* _What this exercise asks_:
1 – Decide whether each statement agrees with the text on office design: (a) digital file storage has reduced the space needed per employee without lowering productivity; (b) the companies selling privacy pods made offices too crowded; (c) CAD software replacing drafting tables is a recent development. For each, answer yes or no and quote the deciding words of the text.
2 – Retype the stretch of the text on office design from "We could keep going, but" through "on their own.", without changing any of its wording.

* _Selected excerpt_:

We could keep going, right? Another mistake is extrapolating from specialized environments. There are good reasons for traders to sit on a trading desk, or for call centers to have everyone on headsets all day. These reasons do not apply to other kinds of jobs.
Or you could mistake design for technology. Notice I didn’t say that technology can’t offset density. For example, digital file storage and flat panel monitors have both reduced the necessary space per employee without a reduction in productivity. And CAD software has replaced many drafting tables, and so on. But these are not recent developments. And 99% of the time, when you hear about a new “tech solution” today — like a scheduling app for hotel desks, or some even more dystopian form of phone booth — all they’re doing is wrapping old technology around the same misanthropic design.
We could keep going, but I think you get the idea. And by now you can see what I mean about no one having to tell the whole lie at once. If you take some of these assumptions for granted, because they’re just not your department, then the others are hard to avoid. For example, these companies selling “privacy pods” are not the ones who made offices too crowded; their customers did that on their own.

* _Material shown_:
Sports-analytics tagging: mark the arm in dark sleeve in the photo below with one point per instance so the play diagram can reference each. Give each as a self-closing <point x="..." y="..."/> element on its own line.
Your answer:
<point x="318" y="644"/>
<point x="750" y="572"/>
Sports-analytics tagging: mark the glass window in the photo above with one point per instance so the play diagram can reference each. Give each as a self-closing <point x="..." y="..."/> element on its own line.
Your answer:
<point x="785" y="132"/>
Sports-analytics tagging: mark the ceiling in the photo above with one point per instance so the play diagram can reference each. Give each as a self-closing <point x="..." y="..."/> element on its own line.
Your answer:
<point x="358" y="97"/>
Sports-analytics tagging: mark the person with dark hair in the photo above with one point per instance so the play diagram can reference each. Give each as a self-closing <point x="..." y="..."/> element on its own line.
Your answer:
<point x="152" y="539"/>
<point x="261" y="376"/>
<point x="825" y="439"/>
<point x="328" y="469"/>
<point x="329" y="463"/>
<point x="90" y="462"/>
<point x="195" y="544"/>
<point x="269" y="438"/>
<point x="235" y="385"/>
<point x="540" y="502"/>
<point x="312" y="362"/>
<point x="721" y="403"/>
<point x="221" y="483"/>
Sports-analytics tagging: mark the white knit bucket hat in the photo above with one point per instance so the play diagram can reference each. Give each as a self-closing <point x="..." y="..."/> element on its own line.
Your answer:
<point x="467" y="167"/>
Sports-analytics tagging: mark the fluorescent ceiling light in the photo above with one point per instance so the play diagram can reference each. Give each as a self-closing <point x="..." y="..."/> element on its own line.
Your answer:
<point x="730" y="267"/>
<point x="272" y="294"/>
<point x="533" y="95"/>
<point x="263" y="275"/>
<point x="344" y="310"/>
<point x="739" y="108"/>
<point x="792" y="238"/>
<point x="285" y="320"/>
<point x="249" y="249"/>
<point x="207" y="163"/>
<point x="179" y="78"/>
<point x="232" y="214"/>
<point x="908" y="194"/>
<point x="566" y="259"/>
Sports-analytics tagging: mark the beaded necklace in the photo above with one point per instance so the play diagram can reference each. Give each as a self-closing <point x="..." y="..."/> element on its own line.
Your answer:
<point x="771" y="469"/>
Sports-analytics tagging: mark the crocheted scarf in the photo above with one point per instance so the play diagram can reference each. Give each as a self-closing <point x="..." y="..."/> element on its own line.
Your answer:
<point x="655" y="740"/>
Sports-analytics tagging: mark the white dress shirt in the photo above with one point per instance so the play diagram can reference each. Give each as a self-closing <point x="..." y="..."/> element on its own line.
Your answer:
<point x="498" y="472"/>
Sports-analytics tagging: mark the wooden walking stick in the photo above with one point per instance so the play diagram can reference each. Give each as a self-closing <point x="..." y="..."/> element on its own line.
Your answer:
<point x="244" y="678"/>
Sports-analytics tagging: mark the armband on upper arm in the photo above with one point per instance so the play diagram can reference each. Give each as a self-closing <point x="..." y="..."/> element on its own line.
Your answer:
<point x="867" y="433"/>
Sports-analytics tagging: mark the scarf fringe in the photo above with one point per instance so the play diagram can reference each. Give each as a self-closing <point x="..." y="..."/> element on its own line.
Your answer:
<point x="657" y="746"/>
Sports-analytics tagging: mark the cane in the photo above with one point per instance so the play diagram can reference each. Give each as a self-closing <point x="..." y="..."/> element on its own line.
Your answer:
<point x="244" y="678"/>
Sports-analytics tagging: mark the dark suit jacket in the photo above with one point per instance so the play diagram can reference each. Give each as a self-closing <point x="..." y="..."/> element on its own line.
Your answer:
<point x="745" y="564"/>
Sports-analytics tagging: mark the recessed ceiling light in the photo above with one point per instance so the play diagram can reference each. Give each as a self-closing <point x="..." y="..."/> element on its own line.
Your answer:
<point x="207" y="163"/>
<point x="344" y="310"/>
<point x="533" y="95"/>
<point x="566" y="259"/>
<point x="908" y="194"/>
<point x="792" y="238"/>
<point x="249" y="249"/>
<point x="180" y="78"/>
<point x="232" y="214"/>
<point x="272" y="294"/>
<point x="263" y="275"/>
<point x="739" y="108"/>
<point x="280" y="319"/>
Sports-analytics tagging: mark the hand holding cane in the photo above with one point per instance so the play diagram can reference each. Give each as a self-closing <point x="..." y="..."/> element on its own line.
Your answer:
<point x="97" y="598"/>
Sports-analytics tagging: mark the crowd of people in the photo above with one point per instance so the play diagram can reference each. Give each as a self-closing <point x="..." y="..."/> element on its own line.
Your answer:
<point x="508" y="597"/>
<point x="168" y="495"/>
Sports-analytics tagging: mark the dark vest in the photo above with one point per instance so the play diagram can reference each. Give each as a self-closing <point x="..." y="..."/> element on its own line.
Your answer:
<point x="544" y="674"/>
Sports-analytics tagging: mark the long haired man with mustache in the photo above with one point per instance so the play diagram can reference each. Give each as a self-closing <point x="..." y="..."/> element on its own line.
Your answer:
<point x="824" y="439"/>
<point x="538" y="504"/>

* _Task-by-task outputs_:
1 –
(a) Yes: "digital file storage and flat panel monitors have both reduced the necessary space per employee without a reduction in productivity."
(b) No: "these companies selling “privacy pods” are not the ones who made offices too crowded; their customers did that on their own."
(c) No: "But these are not recent developments."

2 –
We could keep going, but I think you get the idea. And by now you can see what I mean about no one having to tell the whole lie at once. If you take some of these assumptions for granted, because they’re just not your department, then the others are hard to avoid. For example, these companies selling “privacy pods” are not the ones who made offices too crowded; their customers did that on their own.